■ **Exercise A**:
In the recollection of the Maine coast, what did the boys use for their traditional clambake?
■ **Exercise B**:
Using the recollection of the Maine coast, decide whether each statement agrees with it: (i) The boys set out for the island at high tide. (ii) They kept the fire burning through the night. (iii) The mussel beds gave a place to rest free of mud.
■ **Exercise C**:
Pick up the recollection of the Maine coast after its last sentence and continue it.

■ **Excerpt**:
Content starts
A lifetime ago off the Maine coast at low tide there were many mussel shoals. The vertical tidal change near the rock-bound coast can be measured in several yards. At low tide you could “walk” off shore to many of the islands. That required slogging through smelly mud-broken-by-mussel beds, a mudless place to rest.
The best plan was to walk to an island at low tide on a Saturday afternoon, spend the night on the island as the tide came in, and then head back to the mainland the next afternoon at the low tide. We boys would build a fire, scavenge the shore for edibles including little crabs, trapped fish, clams and a few mussels. A traditional clambake followed using hot rocks and seaweed. We kept the fire going all night and slept in its glow. Do that today and several laws would have been broken and half the child protective service department would swarming over the place. We all know the headlines: CHILDREN ABANDONED ON ISLAND… video of my negligent mother being arrested at 11. Law suits would follow. Custody hearings et cetera … However, in hindsight what was special were the mussels.
Content ends
■ **Extracted records**:
Content starts
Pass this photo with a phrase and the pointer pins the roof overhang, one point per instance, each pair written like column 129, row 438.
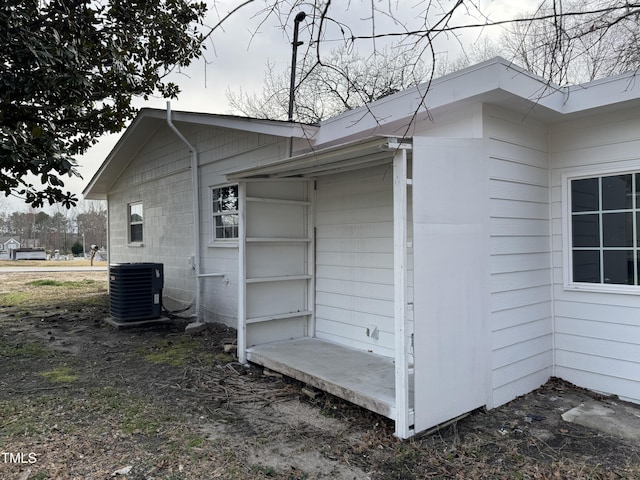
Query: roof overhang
column 369, row 152
column 147, row 123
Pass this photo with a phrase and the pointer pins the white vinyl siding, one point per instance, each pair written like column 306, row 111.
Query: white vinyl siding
column 354, row 259
column 597, row 332
column 521, row 310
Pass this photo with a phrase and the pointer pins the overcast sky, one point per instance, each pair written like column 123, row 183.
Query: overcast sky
column 237, row 54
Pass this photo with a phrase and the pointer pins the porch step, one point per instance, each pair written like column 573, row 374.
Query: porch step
column 361, row 377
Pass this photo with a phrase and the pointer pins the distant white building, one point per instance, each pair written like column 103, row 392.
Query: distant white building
column 444, row 248
column 6, row 245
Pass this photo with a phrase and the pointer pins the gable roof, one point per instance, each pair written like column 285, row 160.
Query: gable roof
column 149, row 120
column 496, row 81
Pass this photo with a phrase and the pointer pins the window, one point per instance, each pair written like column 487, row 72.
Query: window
column 135, row 223
column 605, row 224
column 225, row 212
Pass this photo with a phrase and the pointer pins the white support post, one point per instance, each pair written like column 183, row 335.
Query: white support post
column 242, row 273
column 311, row 258
column 403, row 426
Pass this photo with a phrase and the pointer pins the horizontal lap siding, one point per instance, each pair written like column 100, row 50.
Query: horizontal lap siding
column 521, row 325
column 354, row 259
column 597, row 334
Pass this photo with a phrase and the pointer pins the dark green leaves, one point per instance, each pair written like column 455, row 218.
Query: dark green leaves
column 68, row 73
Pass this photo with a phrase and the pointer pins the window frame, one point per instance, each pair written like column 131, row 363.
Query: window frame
column 227, row 241
column 567, row 230
column 130, row 224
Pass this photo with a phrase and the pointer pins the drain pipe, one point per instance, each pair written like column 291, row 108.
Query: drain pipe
column 196, row 209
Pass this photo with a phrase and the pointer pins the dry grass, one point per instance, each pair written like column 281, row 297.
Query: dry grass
column 41, row 289
column 80, row 262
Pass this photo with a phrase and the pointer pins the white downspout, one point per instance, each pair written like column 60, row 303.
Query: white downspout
column 195, row 186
Content ends
■ **Answer A**:
Hot rocks and seaweed.

■ **Answer B**:
(i) No: "walk to an island at low tide on a Saturday afternoon"
(ii) Yes: "We kept the fire going all night and slept in its glow."
(iii) Yes: "mud-broken-by-mussel beds, a mudless place to rest"

■ **Answer C**:
They were very abundant and extremely easy to harvest. Other seafood took top billing but when the seaweed-covered rocks produced few crabs, into the fire pit went the mussels. Empty tummies must be fed. Normally the mussels weren’t eaten by most who thought themselves to be above eating the lowly bivalve. But go into a gourmet restaurant today and what’s on the menu? Mussels. And someday those same restaurants are going to discover Topi Tambo, a gourmet food only subsistence farmers still eat.
As mussels once were, one wonders why Topi Tambo has not been discovered by palate pioneers. The tubers when boiled remain crisp and have the flavor of sweet corn. Salting them increases their taste substantially. They can rival any hors d’oeuvres, make an excellent side dish or main entree. The leaves can be used to wrap food to give the food flavor and the young flower clusters are edible cooked.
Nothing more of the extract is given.